EXERCISE GOAL. Rewrite the material from the line with "target = white cloud" up to and including the line with "column 45, row 196" as a JSON list of strings, one string per line, leaving out any blank lines.
━━━━━━━━
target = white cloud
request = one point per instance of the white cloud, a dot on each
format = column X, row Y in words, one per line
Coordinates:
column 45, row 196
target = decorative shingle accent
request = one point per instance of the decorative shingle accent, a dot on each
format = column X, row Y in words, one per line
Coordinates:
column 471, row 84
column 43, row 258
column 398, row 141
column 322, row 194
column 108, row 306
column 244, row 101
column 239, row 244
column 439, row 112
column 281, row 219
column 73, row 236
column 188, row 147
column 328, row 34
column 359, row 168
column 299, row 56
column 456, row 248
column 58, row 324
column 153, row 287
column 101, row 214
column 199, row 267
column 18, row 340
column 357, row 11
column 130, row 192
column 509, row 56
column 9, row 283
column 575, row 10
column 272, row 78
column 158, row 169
━━━━━━━━
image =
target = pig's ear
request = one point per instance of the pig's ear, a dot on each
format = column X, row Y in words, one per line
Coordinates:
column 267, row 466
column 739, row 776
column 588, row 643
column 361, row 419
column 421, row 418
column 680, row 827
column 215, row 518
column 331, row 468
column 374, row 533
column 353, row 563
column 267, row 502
━━━━━━━━
TASK ANSWER.
[
  "target = white cloud",
  "request = one point per instance of the white cloud, a dot on each",
  "format = column X, row Y in words, one per line",
  "Coordinates:",
  "column 45, row 196"
]